Task list –
a. Say yes or no for whether each statement agrees with the passage on burglary, and quote the deciding words: (i) the writer holds that mandatory sentences cut crime only when they are long; (ii) the writer says the Tory bill would tell potential burglars that the possibility of mishap has gone up; (iii) the writer says the main benefit would go to the upper classes.
b. Pick up the passage on burglary as a rational choice after its last sentence and keep writing it in the same voice.

The amount gotten per burglary is probably not that large but at one a week, a only few hours casing and a few hours burglaring it would come to a reasonable annual income tax free with plenty of time off. Easily increased to two or three burglaries if more money is needed. Since one would not report the income one could also maintain ones welfare payments. Unless there is an effective down side, being a burglar is a rational alternative to a minimum wage job or even a better job with long hours and hard work.

What’s the down side, the possibility of capture and jail time. The increasing probability and to a lesser extent the length of jail will reduce the value of being a burglar. Mandatory, even if not very long, sentences reduce crime ratesby 1) placcing te criminal where he cannot pratice his choosen proffession and 2) increasing the cost of that profession.

The other down side is the possibility of mishap during the burglary, such as being shot by a resident. Most victims would not have the ability, sometimes the situation would not allow, but if being hurt by the resident was a serious possibility the negative side of the equation is very large. If even a small number of residents were able to fight back it would reduce the rationality of being a burglar.

I would seem to me that the problem with the current state of affairs in the UK with it's attendant publicity is telling the potential burglars that there is virtually no chance of a mishap while practicing their occupation, since the resident is percived to pay a heavy price for acting in self defence. The value of the Tory bill is that it would effectively inform potential burglars that the possibility of mishap has gone up.

It has been the experience in the US that increasing the negative effects of criminal behavior, among other factors, has a mojor effect on reducing the crime rate.

This may not have done much for Lord Monckton, since it could be assumed that he normally had very valuable items in the house jusitifing a greator than nomal risk, but it would be a major benefit for the middle and lower classes.

Data for review –

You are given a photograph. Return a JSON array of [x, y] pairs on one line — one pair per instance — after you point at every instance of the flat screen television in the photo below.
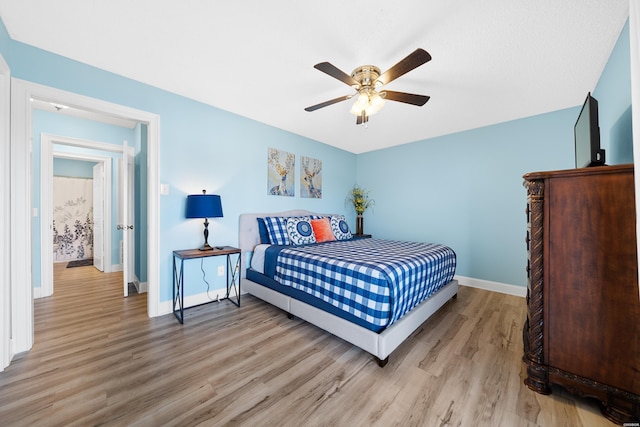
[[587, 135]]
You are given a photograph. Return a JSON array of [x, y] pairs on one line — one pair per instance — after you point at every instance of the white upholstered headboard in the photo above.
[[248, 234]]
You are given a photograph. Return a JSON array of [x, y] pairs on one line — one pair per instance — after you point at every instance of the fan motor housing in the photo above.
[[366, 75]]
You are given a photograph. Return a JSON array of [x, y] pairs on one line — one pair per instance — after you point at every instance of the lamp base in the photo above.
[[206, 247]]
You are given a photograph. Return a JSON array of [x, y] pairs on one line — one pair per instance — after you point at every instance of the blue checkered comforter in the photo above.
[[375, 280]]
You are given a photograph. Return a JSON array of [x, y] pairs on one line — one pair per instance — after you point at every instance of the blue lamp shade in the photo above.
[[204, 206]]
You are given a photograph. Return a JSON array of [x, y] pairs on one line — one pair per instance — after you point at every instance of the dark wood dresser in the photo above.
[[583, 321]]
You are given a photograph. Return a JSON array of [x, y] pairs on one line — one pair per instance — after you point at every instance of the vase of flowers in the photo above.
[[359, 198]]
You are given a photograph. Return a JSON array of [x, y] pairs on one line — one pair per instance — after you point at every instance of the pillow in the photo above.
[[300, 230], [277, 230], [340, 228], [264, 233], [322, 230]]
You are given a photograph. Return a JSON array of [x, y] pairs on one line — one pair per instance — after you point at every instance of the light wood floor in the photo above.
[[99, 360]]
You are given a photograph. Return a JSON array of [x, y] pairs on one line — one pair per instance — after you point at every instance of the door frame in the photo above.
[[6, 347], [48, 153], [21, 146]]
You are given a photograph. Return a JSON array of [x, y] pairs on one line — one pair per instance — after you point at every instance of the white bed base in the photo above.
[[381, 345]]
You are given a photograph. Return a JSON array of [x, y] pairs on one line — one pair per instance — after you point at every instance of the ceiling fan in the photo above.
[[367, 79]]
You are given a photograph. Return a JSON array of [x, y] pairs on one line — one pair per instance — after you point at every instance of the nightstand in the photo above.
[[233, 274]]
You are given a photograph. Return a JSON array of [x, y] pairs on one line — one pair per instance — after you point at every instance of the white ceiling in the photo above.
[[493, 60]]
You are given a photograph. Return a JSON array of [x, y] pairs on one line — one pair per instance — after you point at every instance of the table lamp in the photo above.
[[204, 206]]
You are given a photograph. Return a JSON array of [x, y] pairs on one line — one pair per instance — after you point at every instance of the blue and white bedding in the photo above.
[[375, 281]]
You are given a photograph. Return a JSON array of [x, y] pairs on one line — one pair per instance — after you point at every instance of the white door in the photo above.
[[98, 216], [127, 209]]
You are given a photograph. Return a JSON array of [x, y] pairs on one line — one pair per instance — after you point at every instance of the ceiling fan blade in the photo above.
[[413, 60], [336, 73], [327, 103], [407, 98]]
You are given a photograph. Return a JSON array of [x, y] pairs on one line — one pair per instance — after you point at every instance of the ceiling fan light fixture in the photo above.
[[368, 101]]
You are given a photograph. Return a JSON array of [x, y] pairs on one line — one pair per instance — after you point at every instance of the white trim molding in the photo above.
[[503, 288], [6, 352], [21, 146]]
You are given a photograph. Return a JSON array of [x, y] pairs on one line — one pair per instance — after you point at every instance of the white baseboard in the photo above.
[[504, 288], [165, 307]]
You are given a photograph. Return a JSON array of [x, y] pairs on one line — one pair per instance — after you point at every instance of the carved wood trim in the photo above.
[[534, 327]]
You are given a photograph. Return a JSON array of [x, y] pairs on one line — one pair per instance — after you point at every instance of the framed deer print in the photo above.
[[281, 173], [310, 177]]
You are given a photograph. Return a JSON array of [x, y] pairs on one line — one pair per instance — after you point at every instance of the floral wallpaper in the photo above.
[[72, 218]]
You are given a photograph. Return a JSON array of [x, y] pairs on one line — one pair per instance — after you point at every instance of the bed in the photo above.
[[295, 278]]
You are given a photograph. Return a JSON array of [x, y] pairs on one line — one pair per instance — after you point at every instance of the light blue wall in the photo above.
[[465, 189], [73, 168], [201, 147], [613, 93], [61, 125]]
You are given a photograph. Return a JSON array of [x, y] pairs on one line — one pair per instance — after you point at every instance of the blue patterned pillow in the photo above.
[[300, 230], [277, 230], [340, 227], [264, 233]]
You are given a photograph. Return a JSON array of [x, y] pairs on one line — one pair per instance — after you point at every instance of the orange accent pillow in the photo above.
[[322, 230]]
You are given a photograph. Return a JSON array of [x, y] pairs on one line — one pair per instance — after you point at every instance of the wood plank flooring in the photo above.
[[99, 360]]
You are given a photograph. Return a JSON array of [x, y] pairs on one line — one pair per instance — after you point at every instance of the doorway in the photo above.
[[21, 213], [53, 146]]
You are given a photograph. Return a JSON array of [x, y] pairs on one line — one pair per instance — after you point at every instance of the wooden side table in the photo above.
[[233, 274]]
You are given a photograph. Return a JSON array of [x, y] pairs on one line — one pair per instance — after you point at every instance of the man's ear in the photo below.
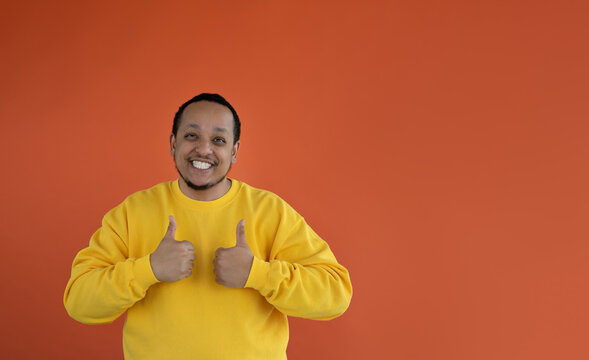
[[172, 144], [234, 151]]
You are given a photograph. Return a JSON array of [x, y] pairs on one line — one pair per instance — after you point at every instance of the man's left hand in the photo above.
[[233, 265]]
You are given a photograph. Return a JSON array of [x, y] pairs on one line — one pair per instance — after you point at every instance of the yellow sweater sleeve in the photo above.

Outputs by task –
a.
(i) No: "Mandatory, even if not very long, sentences"
(ii) Yes: "it would effectively inform potential burglars that the possibility of mishap has gone up"
(iii) No: "it would be a major benefit for the middle and lower classes"

b.
-----------

I think there is a better idea than filing charges against the resident. In the US there is such a thing as a Coroners Jury (carried over from English common law), though often it is magistrate not a jury. Any details surrounding any suspicious death must be presented to the jury, which makes a decision as to whether or not the death was the result of an illegal act. This provides for a public hearing and record without the strain of filing charges against some on who is most likely innocent.
 
Ah, yes. The old gun deaths argument. The absence of firearms explains why the Middle Ages was such a peaceful time where murder was almost unknown due to the inability of those folks to shoot each other.

What was the homicide by firearms rate for Rwanda during the massacre of the Tutsis? My guess is that it was a lot closer to the British rate than the US rate because almost all of the victims were hacked to death by machetes. Dead is dead. People are not more dead when shot than when they are stabbed. If you want an honest comparison, compare overall homicide and suicide rates.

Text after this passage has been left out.